→ **YOUR GOAL**:
In the listing below, locate the line containing "target: black fabric drape"; reproduce that line and all lines that follow it, unchanged.

____________

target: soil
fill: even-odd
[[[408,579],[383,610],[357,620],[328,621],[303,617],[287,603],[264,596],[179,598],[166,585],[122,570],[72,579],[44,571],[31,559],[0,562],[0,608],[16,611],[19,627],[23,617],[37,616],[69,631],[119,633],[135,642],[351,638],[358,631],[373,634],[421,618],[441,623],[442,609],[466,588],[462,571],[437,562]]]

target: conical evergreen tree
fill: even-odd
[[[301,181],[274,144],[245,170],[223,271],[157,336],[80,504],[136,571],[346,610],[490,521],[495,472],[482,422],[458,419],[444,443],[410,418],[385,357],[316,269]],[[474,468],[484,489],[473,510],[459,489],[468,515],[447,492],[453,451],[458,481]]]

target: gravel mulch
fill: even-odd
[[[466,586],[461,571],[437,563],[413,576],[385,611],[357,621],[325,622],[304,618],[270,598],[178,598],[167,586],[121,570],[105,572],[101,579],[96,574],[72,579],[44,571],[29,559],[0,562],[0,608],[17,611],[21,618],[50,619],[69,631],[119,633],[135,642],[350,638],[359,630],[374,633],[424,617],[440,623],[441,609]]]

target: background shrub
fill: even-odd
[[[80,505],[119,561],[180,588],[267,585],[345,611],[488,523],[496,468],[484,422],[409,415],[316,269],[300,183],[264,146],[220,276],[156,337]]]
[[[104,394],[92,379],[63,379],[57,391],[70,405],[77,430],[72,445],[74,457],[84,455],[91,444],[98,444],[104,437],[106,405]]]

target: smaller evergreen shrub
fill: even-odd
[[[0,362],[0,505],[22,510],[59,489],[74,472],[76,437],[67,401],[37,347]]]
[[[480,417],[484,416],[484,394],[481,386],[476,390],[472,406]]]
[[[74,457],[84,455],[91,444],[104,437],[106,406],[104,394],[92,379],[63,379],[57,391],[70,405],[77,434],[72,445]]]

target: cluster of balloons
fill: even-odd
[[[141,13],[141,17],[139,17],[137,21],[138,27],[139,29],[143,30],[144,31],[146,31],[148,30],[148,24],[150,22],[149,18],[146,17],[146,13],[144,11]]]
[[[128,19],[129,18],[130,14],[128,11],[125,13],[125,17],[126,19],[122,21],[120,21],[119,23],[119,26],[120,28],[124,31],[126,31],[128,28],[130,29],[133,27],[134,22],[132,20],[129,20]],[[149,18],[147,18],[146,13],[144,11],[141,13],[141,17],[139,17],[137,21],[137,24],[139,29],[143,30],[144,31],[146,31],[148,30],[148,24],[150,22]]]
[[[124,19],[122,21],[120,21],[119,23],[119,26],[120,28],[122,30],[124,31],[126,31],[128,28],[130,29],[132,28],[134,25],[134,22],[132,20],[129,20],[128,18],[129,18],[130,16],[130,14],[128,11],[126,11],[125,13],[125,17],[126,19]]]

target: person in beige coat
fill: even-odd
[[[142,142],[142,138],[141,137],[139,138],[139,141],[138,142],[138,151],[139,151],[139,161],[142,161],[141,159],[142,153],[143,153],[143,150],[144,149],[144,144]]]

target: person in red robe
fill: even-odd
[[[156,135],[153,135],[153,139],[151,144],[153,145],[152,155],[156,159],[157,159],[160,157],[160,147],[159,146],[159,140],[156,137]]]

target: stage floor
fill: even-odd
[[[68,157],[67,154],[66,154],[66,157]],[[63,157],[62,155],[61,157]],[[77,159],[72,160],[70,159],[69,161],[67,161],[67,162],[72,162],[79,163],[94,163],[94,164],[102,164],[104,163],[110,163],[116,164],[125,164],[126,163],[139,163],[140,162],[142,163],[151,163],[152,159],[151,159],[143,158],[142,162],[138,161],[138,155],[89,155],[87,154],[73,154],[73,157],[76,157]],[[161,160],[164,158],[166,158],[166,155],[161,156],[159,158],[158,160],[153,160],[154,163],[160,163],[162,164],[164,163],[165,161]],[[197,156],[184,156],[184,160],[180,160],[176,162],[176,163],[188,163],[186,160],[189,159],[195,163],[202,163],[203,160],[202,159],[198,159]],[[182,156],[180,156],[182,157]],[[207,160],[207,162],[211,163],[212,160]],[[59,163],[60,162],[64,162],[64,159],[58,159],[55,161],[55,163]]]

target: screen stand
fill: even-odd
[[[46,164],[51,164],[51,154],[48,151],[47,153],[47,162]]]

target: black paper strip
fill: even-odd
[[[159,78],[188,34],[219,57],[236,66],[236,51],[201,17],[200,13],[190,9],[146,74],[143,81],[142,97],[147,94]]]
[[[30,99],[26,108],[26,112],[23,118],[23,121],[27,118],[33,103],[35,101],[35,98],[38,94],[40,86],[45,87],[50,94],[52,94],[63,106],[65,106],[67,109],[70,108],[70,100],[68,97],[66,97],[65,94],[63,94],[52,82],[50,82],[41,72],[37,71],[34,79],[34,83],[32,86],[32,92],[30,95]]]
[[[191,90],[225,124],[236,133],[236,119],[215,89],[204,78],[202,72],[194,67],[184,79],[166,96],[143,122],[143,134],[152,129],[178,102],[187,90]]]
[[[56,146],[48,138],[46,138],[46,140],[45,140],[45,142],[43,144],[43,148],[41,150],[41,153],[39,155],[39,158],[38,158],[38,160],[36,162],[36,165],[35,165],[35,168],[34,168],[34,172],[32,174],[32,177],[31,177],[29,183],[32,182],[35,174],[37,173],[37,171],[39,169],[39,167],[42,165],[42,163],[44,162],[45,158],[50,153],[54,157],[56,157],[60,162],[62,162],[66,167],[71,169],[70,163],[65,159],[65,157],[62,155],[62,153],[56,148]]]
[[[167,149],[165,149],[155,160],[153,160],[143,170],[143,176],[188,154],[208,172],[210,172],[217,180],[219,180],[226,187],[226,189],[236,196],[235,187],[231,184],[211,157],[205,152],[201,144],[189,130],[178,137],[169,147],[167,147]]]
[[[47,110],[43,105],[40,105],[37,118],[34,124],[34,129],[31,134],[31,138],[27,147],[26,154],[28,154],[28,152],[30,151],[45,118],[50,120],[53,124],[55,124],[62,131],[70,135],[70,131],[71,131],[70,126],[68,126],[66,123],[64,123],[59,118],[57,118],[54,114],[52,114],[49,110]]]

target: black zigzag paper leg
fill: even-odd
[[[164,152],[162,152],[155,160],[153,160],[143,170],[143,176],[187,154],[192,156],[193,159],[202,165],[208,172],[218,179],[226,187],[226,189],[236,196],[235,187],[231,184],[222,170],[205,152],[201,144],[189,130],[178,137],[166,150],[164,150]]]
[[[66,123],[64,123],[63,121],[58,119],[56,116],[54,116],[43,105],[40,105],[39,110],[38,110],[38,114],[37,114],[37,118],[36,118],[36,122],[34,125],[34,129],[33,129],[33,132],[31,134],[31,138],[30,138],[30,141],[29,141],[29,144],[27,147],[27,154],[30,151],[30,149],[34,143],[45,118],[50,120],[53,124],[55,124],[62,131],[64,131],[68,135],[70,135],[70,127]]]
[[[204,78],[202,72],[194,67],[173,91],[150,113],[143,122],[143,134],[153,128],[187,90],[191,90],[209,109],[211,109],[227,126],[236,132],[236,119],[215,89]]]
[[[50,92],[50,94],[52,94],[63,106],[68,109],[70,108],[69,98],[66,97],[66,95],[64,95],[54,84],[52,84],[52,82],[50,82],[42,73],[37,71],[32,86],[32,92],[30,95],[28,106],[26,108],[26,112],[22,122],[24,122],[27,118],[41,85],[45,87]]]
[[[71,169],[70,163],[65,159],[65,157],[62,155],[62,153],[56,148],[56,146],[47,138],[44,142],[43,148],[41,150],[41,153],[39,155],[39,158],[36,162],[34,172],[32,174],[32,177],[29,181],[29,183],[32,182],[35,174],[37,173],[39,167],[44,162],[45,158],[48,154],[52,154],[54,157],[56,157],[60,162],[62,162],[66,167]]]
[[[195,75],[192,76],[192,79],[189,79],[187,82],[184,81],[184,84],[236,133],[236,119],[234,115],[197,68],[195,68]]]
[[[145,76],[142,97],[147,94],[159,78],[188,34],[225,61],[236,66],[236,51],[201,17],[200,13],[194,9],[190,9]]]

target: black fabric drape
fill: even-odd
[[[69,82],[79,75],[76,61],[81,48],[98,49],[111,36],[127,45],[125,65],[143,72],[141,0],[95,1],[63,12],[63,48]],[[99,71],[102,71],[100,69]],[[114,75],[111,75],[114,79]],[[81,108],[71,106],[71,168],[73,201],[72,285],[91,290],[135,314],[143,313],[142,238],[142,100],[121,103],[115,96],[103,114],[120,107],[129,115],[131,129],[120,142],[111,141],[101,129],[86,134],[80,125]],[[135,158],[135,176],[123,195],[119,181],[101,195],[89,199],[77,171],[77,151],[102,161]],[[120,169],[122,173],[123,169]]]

____________

→ **CORRECT RESPONSE**:
target: black fabric drape
fill: even-odd
[[[69,82],[79,75],[76,61],[81,48],[98,49],[111,36],[127,45],[125,65],[143,72],[141,0],[95,1],[63,12],[63,48]],[[99,71],[102,71],[100,69]],[[114,75],[111,75],[114,79]],[[81,108],[71,106],[71,168],[73,201],[72,285],[91,290],[135,314],[143,313],[142,238],[142,100],[121,103],[115,96],[103,114],[120,107],[129,115],[131,129],[120,142],[111,141],[101,129],[86,134],[80,125]],[[135,158],[135,176],[123,195],[119,181],[101,195],[89,199],[77,171],[77,151],[102,161]],[[120,169],[122,173],[123,169]]]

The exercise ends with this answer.